▶ [Exercise objective] Repeat the records below exactly.

══ Recorded data

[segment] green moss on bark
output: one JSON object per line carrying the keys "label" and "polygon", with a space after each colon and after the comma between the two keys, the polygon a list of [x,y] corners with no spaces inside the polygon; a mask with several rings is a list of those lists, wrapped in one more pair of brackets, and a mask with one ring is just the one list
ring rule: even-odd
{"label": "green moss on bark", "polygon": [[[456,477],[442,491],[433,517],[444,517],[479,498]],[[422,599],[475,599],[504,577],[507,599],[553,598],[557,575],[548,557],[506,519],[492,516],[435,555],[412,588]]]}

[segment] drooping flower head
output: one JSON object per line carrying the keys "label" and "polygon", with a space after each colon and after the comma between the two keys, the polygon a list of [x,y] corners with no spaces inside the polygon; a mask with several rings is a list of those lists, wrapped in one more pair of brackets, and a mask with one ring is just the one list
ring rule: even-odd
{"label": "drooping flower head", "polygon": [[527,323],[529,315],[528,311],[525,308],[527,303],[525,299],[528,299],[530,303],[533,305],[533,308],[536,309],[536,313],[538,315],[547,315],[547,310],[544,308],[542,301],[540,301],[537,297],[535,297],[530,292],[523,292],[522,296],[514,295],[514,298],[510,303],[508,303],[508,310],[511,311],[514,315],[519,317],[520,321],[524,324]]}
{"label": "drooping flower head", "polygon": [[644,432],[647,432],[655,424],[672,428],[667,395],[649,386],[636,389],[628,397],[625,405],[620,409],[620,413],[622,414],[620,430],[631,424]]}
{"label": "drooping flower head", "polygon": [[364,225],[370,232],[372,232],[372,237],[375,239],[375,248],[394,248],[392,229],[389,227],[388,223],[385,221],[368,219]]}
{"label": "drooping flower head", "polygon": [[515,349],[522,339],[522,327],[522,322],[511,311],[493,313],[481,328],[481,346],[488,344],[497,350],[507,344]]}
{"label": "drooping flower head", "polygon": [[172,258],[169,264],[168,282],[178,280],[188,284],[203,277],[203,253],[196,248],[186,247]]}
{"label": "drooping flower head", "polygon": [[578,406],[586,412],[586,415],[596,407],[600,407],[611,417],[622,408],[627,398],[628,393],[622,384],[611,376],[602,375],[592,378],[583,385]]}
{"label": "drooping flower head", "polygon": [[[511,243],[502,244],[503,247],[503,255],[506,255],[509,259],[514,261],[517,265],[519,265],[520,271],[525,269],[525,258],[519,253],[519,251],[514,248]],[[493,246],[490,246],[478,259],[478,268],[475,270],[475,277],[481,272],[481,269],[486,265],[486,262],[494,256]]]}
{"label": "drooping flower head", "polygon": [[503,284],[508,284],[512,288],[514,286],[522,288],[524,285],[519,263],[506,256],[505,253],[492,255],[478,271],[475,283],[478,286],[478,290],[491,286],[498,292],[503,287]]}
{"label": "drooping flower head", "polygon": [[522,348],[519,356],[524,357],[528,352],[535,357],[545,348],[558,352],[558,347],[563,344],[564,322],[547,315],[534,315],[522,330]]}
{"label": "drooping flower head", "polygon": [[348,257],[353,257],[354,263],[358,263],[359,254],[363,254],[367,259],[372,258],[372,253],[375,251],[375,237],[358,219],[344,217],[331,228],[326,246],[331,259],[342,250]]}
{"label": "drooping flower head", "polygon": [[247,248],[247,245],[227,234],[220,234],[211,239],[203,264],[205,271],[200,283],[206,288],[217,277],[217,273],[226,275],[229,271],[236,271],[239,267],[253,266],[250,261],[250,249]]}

════

▶ [Solved problem]
[segment] green moss on bark
output: one JSON object per line carrying the keys "label" and "polygon", with a space after each colon and after the comma between the two keys, the polygon a list of [x,y] corners with no spaces inside the polygon; a mask with several rings is a list of those lists, wrapped in one more pair of brackets, and a mask with one ring is just the one list
ring rule: even-odd
{"label": "green moss on bark", "polygon": [[[456,477],[442,491],[433,517],[444,517],[479,498]],[[422,599],[475,599],[504,577],[507,599],[553,598],[557,575],[548,557],[506,519],[492,516],[435,555],[412,588]]]}

[segment] drooping flower head
output: one JSON object per line carrying the keys "label" and "polygon", with a space after each colon and after the comma between the two keys, the polygon a list of [x,y] corners with no spaces inside the polygon; a mask with several rings is a list of those lists, wrapped in one more pair of brackets, and a mask with one ring is just the one list
ring rule: even-odd
{"label": "drooping flower head", "polygon": [[527,323],[529,315],[528,311],[525,308],[527,303],[525,299],[528,299],[530,303],[533,305],[533,308],[536,309],[536,313],[538,315],[547,315],[547,310],[544,308],[542,301],[540,301],[537,297],[535,297],[530,292],[523,292],[522,296],[514,295],[514,298],[510,303],[508,303],[508,310],[511,311],[514,315],[519,317],[520,321],[524,324]]}
{"label": "drooping flower head", "polygon": [[644,432],[647,432],[655,424],[672,428],[667,395],[649,386],[636,389],[628,397],[625,405],[620,409],[620,413],[622,414],[620,430],[631,424]]}
{"label": "drooping flower head", "polygon": [[364,225],[370,232],[372,232],[372,237],[375,239],[375,248],[394,248],[392,229],[389,227],[388,223],[385,221],[368,219]]}
{"label": "drooping flower head", "polygon": [[515,349],[522,339],[522,327],[522,322],[511,311],[493,313],[481,328],[481,346],[488,344],[497,350],[507,344]]}
{"label": "drooping flower head", "polygon": [[172,258],[169,264],[168,282],[178,280],[188,284],[203,277],[203,253],[196,248],[186,247]]}
{"label": "drooping flower head", "polygon": [[578,406],[586,412],[586,415],[596,407],[600,407],[611,417],[622,408],[627,398],[628,393],[622,384],[611,376],[602,375],[592,378],[583,385]]}
{"label": "drooping flower head", "polygon": [[[511,243],[502,244],[503,247],[503,255],[506,255],[509,259],[514,261],[517,265],[519,265],[520,271],[525,269],[525,258],[519,253],[519,251],[514,248]],[[493,246],[490,246],[478,259],[478,268],[475,270],[475,277],[481,272],[481,269],[486,265],[486,262],[494,256]]]}
{"label": "drooping flower head", "polygon": [[503,284],[508,284],[512,288],[514,286],[522,288],[524,285],[519,263],[506,256],[505,253],[492,255],[478,271],[475,283],[478,286],[478,290],[491,286],[498,292],[503,287]]}
{"label": "drooping flower head", "polygon": [[522,348],[519,356],[524,357],[528,352],[535,357],[545,348],[558,352],[558,347],[563,344],[564,322],[547,315],[534,315],[522,330]]}
{"label": "drooping flower head", "polygon": [[348,257],[353,257],[354,263],[358,263],[359,254],[363,254],[367,259],[372,258],[372,253],[375,251],[375,237],[358,219],[344,217],[331,228],[326,246],[331,259],[342,250]]}
{"label": "drooping flower head", "polygon": [[247,248],[247,245],[227,234],[220,234],[211,239],[203,264],[205,271],[200,283],[206,288],[217,277],[217,273],[226,275],[229,271],[236,271],[239,267],[253,266],[250,261],[250,249]]}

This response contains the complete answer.